#### WHAT THE TASK ASKS
Pick out each line in the material below that contains the word "white", and copy those lines.

#### DATASET CONTENT
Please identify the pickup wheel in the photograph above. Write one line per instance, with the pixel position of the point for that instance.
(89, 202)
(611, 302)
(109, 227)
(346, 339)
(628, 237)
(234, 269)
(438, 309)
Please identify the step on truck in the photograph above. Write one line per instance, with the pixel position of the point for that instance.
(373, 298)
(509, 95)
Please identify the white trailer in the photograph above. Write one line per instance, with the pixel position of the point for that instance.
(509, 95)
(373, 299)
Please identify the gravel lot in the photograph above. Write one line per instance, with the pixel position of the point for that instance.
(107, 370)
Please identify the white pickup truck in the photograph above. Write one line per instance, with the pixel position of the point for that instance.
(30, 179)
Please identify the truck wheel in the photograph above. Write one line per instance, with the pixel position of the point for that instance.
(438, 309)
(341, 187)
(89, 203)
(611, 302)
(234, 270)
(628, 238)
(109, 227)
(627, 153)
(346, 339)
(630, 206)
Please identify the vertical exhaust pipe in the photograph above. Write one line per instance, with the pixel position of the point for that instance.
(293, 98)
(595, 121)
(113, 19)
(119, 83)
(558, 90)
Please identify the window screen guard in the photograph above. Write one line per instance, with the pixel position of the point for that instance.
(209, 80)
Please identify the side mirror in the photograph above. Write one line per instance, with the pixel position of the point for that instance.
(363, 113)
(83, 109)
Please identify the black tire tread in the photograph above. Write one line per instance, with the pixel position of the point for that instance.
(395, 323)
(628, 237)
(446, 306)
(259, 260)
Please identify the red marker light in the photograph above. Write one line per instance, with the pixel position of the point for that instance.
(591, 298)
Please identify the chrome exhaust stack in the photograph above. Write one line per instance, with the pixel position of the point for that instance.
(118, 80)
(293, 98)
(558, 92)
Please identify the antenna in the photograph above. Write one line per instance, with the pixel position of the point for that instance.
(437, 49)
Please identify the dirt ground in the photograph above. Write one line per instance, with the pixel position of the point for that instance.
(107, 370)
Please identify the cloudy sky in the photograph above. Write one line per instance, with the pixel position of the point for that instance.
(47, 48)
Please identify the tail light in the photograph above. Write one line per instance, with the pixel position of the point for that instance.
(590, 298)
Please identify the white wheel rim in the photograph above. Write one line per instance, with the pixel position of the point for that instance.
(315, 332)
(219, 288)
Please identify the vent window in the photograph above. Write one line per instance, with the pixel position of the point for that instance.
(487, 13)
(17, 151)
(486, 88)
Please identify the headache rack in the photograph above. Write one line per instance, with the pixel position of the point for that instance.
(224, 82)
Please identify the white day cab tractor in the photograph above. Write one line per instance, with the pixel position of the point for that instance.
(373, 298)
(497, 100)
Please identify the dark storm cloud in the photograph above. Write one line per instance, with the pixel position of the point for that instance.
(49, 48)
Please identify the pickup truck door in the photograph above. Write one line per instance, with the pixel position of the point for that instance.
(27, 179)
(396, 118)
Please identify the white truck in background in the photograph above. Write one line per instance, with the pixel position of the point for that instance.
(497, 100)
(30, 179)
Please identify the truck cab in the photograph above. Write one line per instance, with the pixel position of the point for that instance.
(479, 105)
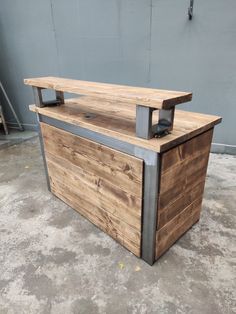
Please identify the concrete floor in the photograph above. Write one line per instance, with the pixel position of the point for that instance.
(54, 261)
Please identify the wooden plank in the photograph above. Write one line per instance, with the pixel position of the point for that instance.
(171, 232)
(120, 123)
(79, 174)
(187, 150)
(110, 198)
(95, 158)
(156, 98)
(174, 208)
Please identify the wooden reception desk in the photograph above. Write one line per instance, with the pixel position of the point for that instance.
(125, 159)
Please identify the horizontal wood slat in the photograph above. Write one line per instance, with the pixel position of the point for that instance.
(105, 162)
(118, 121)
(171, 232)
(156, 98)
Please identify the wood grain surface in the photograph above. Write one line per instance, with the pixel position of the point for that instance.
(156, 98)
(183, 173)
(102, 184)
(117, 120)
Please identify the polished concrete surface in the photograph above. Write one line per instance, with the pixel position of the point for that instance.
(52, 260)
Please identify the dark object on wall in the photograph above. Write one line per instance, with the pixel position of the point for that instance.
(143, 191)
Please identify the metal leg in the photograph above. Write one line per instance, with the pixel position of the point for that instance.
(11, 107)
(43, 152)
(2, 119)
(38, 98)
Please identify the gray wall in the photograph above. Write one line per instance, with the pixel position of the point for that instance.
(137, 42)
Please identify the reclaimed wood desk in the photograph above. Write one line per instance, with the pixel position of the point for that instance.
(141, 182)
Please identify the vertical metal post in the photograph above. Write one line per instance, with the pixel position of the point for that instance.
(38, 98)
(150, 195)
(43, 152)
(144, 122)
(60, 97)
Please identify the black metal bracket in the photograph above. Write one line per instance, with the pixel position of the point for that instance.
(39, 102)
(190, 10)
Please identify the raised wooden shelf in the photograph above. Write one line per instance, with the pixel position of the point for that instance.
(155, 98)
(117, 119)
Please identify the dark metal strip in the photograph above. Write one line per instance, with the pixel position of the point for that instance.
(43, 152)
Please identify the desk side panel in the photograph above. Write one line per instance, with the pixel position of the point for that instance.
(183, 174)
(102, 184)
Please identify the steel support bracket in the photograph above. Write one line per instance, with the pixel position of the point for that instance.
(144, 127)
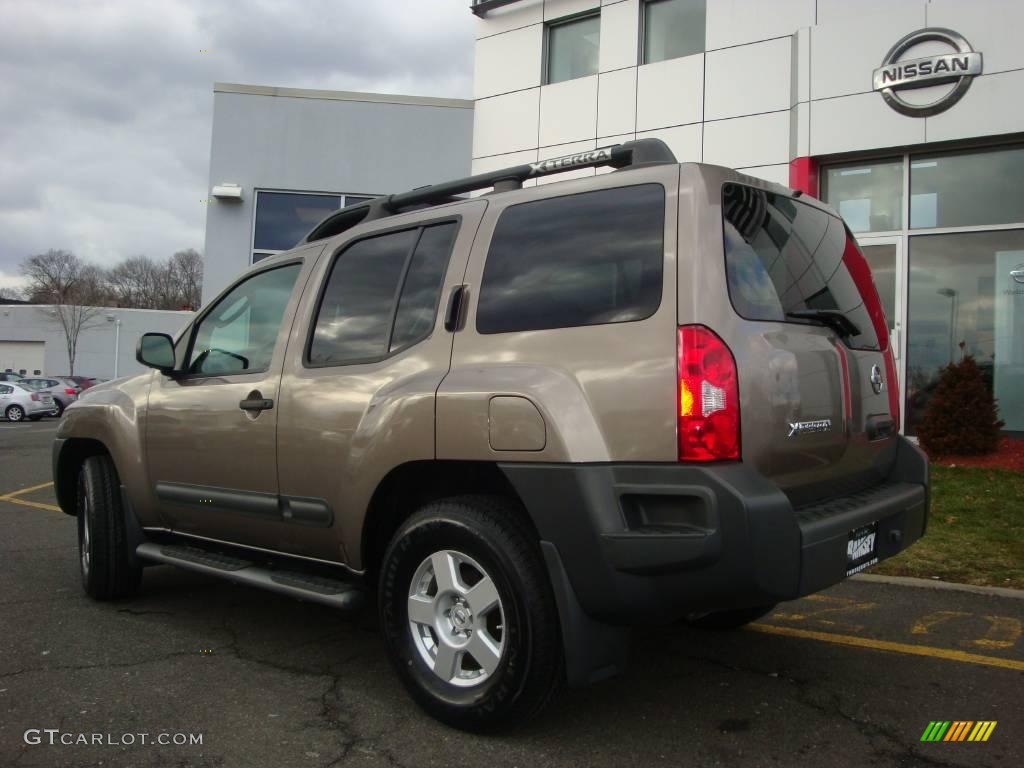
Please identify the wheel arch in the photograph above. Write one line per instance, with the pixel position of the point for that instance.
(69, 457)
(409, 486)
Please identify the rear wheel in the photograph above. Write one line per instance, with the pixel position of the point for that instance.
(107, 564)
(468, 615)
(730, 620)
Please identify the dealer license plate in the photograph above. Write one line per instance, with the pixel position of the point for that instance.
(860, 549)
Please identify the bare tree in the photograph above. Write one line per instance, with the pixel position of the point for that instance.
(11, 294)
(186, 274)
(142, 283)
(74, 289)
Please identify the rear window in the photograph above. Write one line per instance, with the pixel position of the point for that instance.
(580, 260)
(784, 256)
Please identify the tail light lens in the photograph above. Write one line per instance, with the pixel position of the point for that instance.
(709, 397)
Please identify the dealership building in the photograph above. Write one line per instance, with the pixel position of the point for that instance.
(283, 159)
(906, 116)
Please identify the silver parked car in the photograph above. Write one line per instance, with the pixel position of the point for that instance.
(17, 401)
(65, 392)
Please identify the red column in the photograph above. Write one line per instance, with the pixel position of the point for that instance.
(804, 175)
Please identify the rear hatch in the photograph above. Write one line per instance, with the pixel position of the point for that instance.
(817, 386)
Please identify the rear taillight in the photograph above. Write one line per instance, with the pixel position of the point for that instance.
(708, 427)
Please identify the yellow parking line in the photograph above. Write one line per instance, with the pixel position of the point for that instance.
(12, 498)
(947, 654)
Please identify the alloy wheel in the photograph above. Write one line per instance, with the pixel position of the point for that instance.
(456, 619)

--

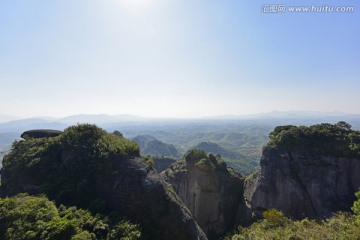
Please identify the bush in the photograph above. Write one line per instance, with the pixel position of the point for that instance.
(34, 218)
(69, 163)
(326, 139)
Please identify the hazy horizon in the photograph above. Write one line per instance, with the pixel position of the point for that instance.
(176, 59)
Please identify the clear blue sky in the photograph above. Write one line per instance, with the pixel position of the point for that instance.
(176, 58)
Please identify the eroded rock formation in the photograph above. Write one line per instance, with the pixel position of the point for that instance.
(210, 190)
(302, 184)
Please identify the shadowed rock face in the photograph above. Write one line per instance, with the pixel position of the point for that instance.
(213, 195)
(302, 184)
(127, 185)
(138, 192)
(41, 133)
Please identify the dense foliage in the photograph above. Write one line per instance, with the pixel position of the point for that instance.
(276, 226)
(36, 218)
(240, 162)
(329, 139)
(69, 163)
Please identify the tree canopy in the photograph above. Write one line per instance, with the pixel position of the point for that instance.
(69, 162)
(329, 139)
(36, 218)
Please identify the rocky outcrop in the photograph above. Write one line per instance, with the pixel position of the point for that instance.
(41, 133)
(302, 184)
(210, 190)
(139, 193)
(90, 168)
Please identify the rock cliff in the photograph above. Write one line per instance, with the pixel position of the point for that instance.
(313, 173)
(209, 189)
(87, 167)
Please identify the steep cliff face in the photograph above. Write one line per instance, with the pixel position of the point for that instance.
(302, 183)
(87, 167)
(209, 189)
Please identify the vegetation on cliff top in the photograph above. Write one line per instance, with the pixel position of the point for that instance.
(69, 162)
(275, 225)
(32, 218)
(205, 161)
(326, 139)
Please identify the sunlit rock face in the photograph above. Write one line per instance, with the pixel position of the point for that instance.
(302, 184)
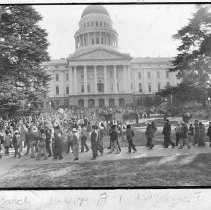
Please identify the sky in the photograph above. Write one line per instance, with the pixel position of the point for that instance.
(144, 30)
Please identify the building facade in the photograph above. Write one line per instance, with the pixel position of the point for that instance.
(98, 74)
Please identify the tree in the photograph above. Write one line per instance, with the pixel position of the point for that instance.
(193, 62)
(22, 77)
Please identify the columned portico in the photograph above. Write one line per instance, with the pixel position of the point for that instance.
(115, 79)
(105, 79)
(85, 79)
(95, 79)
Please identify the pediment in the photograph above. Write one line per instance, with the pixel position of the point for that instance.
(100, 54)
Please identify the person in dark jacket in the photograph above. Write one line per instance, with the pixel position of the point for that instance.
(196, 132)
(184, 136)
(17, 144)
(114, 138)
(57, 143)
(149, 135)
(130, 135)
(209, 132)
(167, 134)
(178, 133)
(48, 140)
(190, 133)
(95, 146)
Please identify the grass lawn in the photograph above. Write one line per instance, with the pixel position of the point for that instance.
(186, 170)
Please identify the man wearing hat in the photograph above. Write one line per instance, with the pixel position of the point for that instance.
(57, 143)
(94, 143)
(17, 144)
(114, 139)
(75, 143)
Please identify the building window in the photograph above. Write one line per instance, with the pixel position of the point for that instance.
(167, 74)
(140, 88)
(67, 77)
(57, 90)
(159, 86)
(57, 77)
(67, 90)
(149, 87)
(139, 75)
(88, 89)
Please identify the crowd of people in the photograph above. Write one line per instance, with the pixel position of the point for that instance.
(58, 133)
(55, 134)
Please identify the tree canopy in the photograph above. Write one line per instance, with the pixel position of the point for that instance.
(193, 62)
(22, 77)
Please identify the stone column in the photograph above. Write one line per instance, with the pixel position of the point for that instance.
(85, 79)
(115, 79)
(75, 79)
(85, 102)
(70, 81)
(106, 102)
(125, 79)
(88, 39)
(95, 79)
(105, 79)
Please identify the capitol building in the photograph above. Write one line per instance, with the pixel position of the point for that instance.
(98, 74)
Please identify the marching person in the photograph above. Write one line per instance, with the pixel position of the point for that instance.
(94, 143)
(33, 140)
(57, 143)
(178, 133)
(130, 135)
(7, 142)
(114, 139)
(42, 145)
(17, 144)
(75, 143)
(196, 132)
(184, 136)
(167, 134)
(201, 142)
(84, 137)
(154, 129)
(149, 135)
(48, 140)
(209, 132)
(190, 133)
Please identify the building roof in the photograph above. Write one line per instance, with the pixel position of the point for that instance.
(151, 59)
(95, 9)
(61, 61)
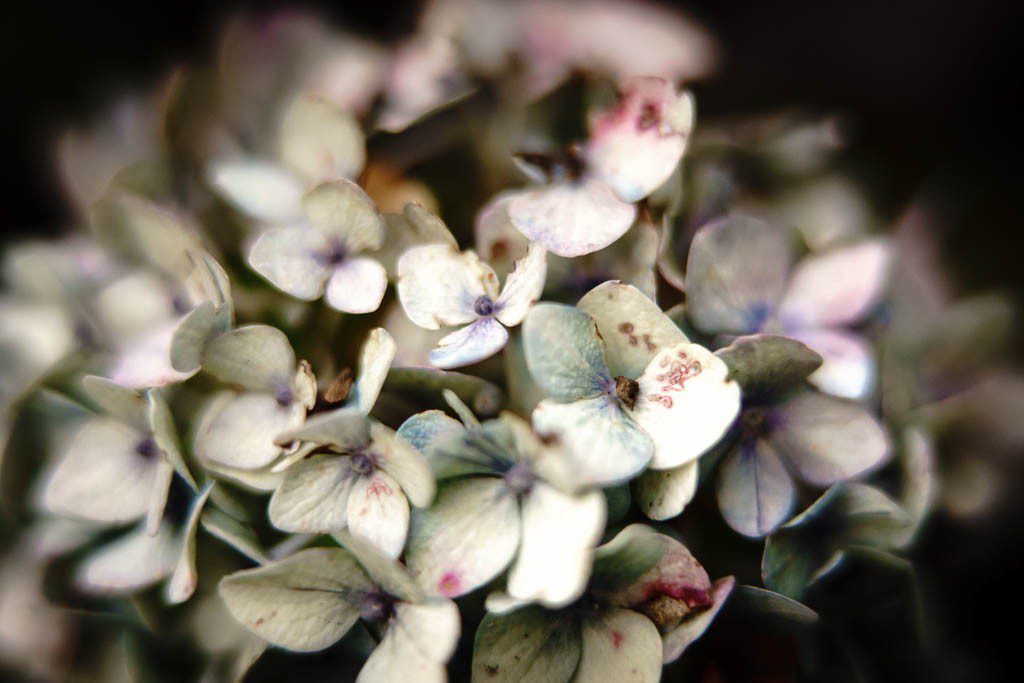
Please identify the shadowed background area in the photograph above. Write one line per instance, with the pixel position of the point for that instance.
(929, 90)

#### TASK OUTPUT
Please identify the white trailer in the photograph above. Write one line per instance, with the pixel position of the point for that instance.
Please identify the white pickup truck in the photograph above. Write one line per instance, with the pixel position of the point for that instance.
Please identify the white wheel rim in the photograph above. Write one line per instance, with the pixel position of the point for that instance.
Please identify the white day cab tractor in the photograph above. Write one line per instance, with the pixel position of the point for that instance.
Please identify the white truck in background in the photograph above. Write one line per instance, with the pixel position of the point for that instance.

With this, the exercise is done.